**DATA LINES**:
-.-.-

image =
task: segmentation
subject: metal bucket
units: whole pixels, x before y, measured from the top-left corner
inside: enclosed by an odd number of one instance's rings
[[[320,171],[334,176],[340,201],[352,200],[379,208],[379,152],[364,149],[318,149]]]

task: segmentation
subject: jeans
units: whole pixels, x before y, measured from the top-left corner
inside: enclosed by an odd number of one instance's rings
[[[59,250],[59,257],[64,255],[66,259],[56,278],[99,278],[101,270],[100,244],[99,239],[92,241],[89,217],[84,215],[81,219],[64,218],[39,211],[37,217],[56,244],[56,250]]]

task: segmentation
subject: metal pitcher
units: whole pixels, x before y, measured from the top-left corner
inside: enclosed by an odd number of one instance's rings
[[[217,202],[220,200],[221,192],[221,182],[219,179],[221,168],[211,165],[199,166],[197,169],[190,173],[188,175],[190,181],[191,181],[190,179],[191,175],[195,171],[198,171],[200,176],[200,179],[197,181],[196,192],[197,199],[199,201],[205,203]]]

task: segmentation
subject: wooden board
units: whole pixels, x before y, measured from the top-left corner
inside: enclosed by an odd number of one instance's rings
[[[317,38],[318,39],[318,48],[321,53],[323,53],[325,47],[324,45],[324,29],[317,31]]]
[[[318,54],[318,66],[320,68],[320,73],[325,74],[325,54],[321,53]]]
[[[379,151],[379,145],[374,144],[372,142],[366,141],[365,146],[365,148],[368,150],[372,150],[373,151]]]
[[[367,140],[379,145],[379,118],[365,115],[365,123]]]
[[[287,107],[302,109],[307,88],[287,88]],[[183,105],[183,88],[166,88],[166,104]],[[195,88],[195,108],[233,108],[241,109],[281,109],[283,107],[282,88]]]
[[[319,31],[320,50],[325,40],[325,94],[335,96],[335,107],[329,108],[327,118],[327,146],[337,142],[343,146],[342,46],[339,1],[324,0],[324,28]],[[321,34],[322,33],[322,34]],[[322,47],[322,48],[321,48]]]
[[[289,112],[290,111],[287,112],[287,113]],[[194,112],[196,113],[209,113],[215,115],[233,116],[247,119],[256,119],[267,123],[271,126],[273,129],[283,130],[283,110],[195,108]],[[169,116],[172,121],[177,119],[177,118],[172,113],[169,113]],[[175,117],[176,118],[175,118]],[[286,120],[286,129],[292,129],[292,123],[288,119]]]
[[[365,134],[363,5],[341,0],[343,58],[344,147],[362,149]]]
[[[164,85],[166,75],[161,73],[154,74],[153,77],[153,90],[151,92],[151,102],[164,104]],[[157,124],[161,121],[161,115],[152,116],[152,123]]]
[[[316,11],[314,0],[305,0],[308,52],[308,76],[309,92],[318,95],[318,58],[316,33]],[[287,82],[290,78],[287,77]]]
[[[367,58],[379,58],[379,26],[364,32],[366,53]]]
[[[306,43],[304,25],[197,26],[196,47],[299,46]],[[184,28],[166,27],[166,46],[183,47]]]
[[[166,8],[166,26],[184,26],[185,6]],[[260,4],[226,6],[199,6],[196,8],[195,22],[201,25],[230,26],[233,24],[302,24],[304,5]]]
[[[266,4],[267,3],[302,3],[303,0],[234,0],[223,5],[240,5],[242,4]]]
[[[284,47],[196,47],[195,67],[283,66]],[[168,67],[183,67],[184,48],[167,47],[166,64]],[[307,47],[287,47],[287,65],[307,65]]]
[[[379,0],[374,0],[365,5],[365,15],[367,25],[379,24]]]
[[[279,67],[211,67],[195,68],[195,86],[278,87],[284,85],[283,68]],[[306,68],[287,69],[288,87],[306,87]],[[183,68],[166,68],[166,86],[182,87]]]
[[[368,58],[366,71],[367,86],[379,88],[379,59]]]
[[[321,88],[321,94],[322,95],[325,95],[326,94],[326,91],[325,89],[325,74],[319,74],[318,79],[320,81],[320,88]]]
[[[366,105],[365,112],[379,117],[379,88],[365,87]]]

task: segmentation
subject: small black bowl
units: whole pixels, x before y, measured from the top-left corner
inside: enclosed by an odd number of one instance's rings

-.-.-

Set down every record above exactly as given.

**EXERCISE RESPONSE**:
image =
task: segmentation
subject: metal bucket
units: whole pixels, x before y, measured from the top-left corner
inside: enclosed by an odd number of one instance's rings
[[[320,171],[334,176],[340,201],[352,200],[379,208],[379,152],[364,149],[318,149]]]

task: segmentation
subject: jeans
units: whole pixels, x before y, measured from the top-left corner
inside: enclosed by an odd number of one instance's rings
[[[59,250],[59,257],[64,255],[66,259],[56,278],[99,278],[101,270],[100,244],[99,239],[92,241],[89,217],[84,215],[81,219],[64,218],[39,211],[37,217],[56,244],[56,250]]]

task: segmentation
subject: metal pitcher
units: whole pixels, x before y, measured from the top-left corner
inside: enclosed by an odd number of one instance's rings
[[[217,202],[220,200],[221,192],[221,182],[219,179],[221,168],[211,165],[199,166],[197,169],[190,173],[188,175],[190,181],[191,181],[190,179],[191,175],[195,171],[198,171],[200,176],[200,179],[197,181],[196,192],[197,199],[199,201],[205,203]]]

task: segmentation
subject: wooden board
units: whole pixels, x before y, measured from the top-left corner
inside: enclosed by an odd number of one instance's rings
[[[317,38],[318,39],[318,48],[321,53],[323,53],[325,47],[324,45],[324,29],[317,31]]]
[[[318,54],[318,66],[320,68],[320,73],[325,74],[325,54],[321,53]]]
[[[379,151],[379,145],[374,144],[372,142],[366,141],[365,146],[365,148],[368,150],[372,150],[373,151]]]
[[[367,140],[379,145],[379,118],[365,115],[365,123]]]
[[[287,107],[302,109],[307,88],[287,88]],[[183,105],[183,88],[166,88],[166,104]],[[195,88],[195,108],[233,108],[241,109],[281,109],[283,107],[282,88]]]
[[[319,31],[320,50],[325,40],[325,94],[335,96],[335,107],[329,108],[327,118],[327,146],[337,142],[343,146],[342,46],[339,1],[324,0],[324,28]],[[321,34],[322,33],[322,34]],[[322,47],[322,48],[321,48]]]
[[[289,112],[290,111],[287,112],[287,113]],[[194,112],[196,113],[209,113],[215,115],[233,116],[247,119],[256,119],[267,123],[271,126],[273,129],[283,130],[283,110],[195,108]],[[169,116],[172,121],[177,119],[177,118],[172,113],[169,113]],[[175,117],[176,118],[175,118]],[[286,120],[286,129],[292,129],[292,123],[288,119]]]
[[[365,134],[363,5],[341,0],[343,58],[344,147],[362,149]]]
[[[164,85],[166,75],[161,73],[154,74],[153,77],[153,90],[151,92],[151,102],[164,104]],[[157,124],[161,121],[161,115],[152,116],[152,123]]]
[[[316,11],[314,0],[305,0],[308,52],[308,76],[309,92],[318,95],[318,58],[316,33]],[[287,82],[290,78],[287,77]]]
[[[367,58],[379,58],[379,26],[364,32],[366,53]]]
[[[306,43],[304,25],[197,26],[196,47],[299,46]],[[184,28],[166,27],[166,46],[183,47]]]
[[[166,8],[166,26],[184,26],[185,6]],[[260,4],[226,6],[199,6],[196,8],[195,22],[201,25],[230,26],[233,24],[302,24],[304,5]]]
[[[266,4],[267,3],[302,3],[303,0],[234,0],[223,5],[240,5],[242,4]]]
[[[284,47],[196,47],[195,67],[283,66]],[[168,67],[183,67],[184,48],[167,47],[166,64]],[[307,47],[287,47],[287,65],[307,65]]]
[[[379,0],[374,0],[365,5],[365,15],[367,25],[379,24]]]
[[[279,67],[211,67],[195,68],[195,86],[278,87],[284,85],[283,68]],[[306,68],[287,69],[288,87],[306,87]],[[183,68],[166,68],[166,86],[182,87]]]
[[[368,58],[366,71],[367,86],[379,88],[379,59]]]
[[[321,88],[321,94],[322,95],[325,95],[326,94],[326,91],[325,89],[325,74],[319,74],[318,79],[320,81],[320,88]]]
[[[366,105],[365,112],[379,117],[379,88],[365,87]]]

task: segmentation
subject: small black bowl
units: whole pixels, x before y, measured from the top-left corner
inside: enclosed by an odd number of one instance's rings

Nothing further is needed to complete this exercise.